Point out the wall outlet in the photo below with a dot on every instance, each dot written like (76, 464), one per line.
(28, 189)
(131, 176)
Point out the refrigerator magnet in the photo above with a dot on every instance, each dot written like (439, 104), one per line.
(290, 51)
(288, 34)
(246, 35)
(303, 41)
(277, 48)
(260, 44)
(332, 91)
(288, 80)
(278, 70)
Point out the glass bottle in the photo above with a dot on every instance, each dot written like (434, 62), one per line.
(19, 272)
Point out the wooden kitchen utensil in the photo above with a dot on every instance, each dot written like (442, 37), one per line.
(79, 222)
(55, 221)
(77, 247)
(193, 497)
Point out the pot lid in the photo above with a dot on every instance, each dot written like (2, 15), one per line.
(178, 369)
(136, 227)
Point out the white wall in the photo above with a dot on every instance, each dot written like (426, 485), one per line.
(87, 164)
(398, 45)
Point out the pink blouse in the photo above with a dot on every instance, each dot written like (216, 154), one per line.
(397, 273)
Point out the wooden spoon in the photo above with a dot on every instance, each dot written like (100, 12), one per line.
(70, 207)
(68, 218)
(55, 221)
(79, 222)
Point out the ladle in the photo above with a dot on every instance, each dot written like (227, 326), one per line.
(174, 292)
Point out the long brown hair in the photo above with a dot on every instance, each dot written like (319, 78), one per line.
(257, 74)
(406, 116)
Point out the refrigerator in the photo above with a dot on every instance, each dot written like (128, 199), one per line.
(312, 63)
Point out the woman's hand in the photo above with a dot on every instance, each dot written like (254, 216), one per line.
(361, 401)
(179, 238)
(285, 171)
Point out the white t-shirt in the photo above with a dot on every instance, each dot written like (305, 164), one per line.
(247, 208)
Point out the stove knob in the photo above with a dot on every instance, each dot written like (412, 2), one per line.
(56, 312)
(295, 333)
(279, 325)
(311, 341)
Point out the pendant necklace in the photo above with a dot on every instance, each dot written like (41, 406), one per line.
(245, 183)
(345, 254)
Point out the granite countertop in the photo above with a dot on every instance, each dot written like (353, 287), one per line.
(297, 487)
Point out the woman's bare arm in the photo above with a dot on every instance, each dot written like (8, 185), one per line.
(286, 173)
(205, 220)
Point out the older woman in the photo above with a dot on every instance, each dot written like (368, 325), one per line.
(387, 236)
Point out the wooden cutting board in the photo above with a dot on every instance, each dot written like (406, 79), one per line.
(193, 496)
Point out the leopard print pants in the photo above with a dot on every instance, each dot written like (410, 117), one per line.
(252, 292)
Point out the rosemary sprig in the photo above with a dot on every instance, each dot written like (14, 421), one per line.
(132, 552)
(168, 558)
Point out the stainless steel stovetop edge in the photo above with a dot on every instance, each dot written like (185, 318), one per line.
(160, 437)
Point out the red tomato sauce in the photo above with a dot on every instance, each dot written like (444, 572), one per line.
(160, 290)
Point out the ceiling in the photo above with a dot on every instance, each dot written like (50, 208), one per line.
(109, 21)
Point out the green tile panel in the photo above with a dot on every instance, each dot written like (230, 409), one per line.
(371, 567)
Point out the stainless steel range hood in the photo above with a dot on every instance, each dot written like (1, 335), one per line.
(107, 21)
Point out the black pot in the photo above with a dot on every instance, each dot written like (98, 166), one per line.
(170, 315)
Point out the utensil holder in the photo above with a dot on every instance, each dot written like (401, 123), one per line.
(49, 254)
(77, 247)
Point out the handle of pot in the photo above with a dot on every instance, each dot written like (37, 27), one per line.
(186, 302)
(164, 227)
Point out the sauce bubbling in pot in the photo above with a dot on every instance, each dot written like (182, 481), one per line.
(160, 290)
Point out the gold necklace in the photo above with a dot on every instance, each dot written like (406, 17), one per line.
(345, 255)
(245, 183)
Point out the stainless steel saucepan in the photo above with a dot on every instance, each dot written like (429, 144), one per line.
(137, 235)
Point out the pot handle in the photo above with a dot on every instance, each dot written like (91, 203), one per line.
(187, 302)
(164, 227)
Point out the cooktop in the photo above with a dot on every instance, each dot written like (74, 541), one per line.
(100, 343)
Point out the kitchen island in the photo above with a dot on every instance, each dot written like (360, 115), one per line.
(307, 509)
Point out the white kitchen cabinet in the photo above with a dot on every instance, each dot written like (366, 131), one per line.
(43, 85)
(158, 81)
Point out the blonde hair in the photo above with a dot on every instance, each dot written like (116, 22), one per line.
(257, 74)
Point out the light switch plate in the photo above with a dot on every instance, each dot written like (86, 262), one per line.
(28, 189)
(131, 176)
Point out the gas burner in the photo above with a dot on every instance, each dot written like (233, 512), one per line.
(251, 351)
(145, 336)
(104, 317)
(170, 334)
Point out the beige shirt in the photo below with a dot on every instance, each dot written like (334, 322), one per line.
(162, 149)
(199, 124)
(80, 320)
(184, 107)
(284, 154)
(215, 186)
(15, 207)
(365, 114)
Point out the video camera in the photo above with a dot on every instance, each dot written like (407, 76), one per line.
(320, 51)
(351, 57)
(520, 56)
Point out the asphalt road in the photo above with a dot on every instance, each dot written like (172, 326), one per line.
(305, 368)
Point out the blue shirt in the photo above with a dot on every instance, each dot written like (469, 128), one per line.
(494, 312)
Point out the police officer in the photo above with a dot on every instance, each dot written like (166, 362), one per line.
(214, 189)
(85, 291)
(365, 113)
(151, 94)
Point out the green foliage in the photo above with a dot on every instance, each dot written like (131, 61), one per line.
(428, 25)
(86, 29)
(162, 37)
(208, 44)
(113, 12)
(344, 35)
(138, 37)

*PROBLEM TO WORK ON*
Rewrite every item above as a numbered list, leaving out any blank lines.

*EXERCISE OUTPUT*
1. Point out the wall outlet in the photo below with a dot on every instance, each dot written like (76, 464), one per line.
2. (28, 189)
3. (131, 176)
4. Point out the refrigerator magnet in the photo above with a dot on every instance, each dot written like (439, 104), one per line.
5. (290, 51)
6. (288, 34)
7. (246, 35)
8. (303, 41)
9. (277, 48)
10. (260, 44)
11. (332, 91)
12. (288, 80)
13. (278, 70)
14. Point out the glass bottle in the photo above with a dot on every instance, each dot written like (434, 62), one per line.
15. (19, 272)
16. Point out the wooden kitchen utensil in the photo above with a dot on every instance, each dot written like (442, 37), one per line.
17. (79, 222)
18. (55, 221)
19. (77, 247)
20. (193, 497)
21. Point out the pot lid in the photo above with a dot on every instance, each dot written like (2, 15), one per line.
22. (178, 369)
23. (136, 227)
24. Point out the white wall in the photo above with a dot on every instance, each dot written like (426, 485), one per line.
25. (87, 164)
26. (398, 45)
27. Point out the pink blouse in the photo above with a dot on every instance, each dot written like (216, 154), one per line.
28. (397, 273)
29. Point out the wooden spoon in the photo above with a dot on every instance, each dot written like (100, 12), one per line.
30. (70, 207)
31. (68, 218)
32. (55, 221)
33. (79, 222)
34. Point out the ladle in the photo above with a dot on every instance, each dot written like (227, 326), one per line.
35. (174, 292)
36. Point out the long brown hair in the photo above with a dot on every instance, each dot written like (319, 78), one per line.
37. (257, 74)
38. (406, 116)
39. Point out the refrigerator in the photo above with a dot on every instance, each dot written like (128, 199), one per line.
40. (312, 63)
41. Point out the woman's hand in the photo above with a dot on every instance, each dot written like (254, 216), one per line.
42. (361, 401)
43. (179, 238)
44. (285, 171)
45. Point out the white t-shirt in the photo above with a dot on every instance, each dot written like (305, 164), one per line.
46. (247, 208)
47. Point out the stove knob in the photo above with a dot on every instance, each dot written like (412, 2), one per line.
48. (56, 312)
49. (295, 333)
50. (279, 325)
51. (311, 341)
52. Point out the pendant necklace in the photo above with a dot on every instance, each dot written like (41, 406), one per line.
53. (245, 183)
54. (345, 254)
55. Point out the granite countertop in the photo above with a dot on every instance, each dot written like (353, 287), one per line.
56. (297, 487)
57. Point out the woman's bare arm in the photo above with a dot on every instance, each dot written like (8, 185), one per line.
58. (286, 173)
59. (205, 220)
60. Point out the older woman in the photo above with a dot on every instance, each dot written like (368, 325), one per line.
61. (387, 236)
62. Point out the wooden cutting board in the photo above with a dot on every instance, each dot written like (406, 79), one per line.
63. (193, 496)
64. Point out the leopard print pants in the photo above with a dot on every instance, each dot written like (410, 117), one per line.
65. (252, 292)
66. Point out the rosemary sprig in the photo above with a dot on every instance, each dot written like (14, 421), one per line.
67. (132, 552)
68. (168, 558)
69. Point out the stainless steel stovetop edge in the photo above with a dot on every instance, each dot written like (185, 318), one per line.
70. (160, 437)
71. Point out the red tomato sauce in the photo above with a dot on every instance, each dot written like (444, 572), one per line.
72. (160, 290)
73. Point out the ceiling in the photo above with a dot on every instance, each dot written like (50, 208), one per line.
74. (109, 21)
75. Point out the green tile panel in the photo above with a dot on every instance, each dot written like (230, 409), one per line.
76. (371, 567)
77. Point out the stainless steel range hood in the photo above with a dot on every instance, each dot written like (1, 335), one per line.
78. (107, 21)
79. Point out the black pot in the photo above with a dot on every instance, each dot written like (98, 166), one per line.
80. (170, 315)
81. Point out the utensil holder in the photo above with a dot on every instance, each dot written like (401, 123), one per line.
82. (49, 254)
83. (77, 247)
84. Point out the handle of pot in the photo above with a dot on every instance, each dot written like (37, 27), one per line.
85. (186, 302)
86. (164, 227)
87. Point out the sauce bubbling in pot in the photo above with a dot on every instance, each dot written like (182, 481), one per line.
88. (160, 290)
89. Point out the gold necklace in the photo above with a dot on every instance, each dot written like (406, 17), one per line.
90. (345, 255)
91. (245, 183)
92. Point out the stainless steel saucepan in the photo above with a dot on every instance, each dot written like (429, 144), one per line.
93. (137, 235)
94. Point out the pot handle in the photo above with a dot on every instance, each dot written like (91, 203), one per line.
95. (187, 302)
96. (164, 227)
97. Point out the cooktop in the photo above with a dot on every instance, each dot written like (74, 541), one per line.
98. (100, 343)
99. Point out the kitchen island in the photo above with a dot on every instance, each dot written like (360, 115), one per line.
100. (307, 509)
101. Point out the white kitchen cabinet in the photo above with a dot on every instance, each dot written like (366, 131), one per line.
102. (43, 85)
103. (158, 81)
104. Point out the blonde hair in the photo above with a dot on every instance, each dot written like (116, 22), one per line.
105. (257, 74)
106. Point out the light switch plate in the photo above with a dot on every instance, each dot written like (86, 262), one per line.
107. (28, 189)
108. (131, 176)
109. Point out the gas burner in the photo above with a dot on every instance, each dot written like (233, 512), one per line.
110. (251, 351)
111. (145, 336)
112. (104, 317)
113. (170, 334)
114. Point out the beige shirt in the photo below with a dot on every instance, each dot written like (334, 322), one per line.
115. (162, 149)
116. (199, 124)
117. (80, 320)
118. (184, 107)
119. (284, 154)
120. (215, 186)
121. (15, 207)
122. (365, 114)
123. Point out the video camera in the photo above with a dot on every instance, each dot written like (407, 76), one per line.
124. (320, 51)
125. (351, 57)
126. (520, 56)
127. Point out the asphalt road in the photo above with a dot on every instance, each dot written like (172, 326), one per line.
128. (305, 368)
129. Point out the blue shirt in the photo above with a dot on every instance, each dot written like (469, 128), one per line.
130. (494, 312)
131. Point out the police officer in the photo above with a dot on every instance, each dot written like (166, 362), one per line.
132. (214, 189)
133. (85, 291)
134. (365, 113)
135. (151, 94)
136. Point out the green foliage in the photo above with a dot on every instance, each dot written like (131, 61), one per line.
137. (428, 25)
138. (86, 29)
139. (162, 37)
140. (208, 44)
141. (113, 12)
142. (344, 35)
143. (138, 37)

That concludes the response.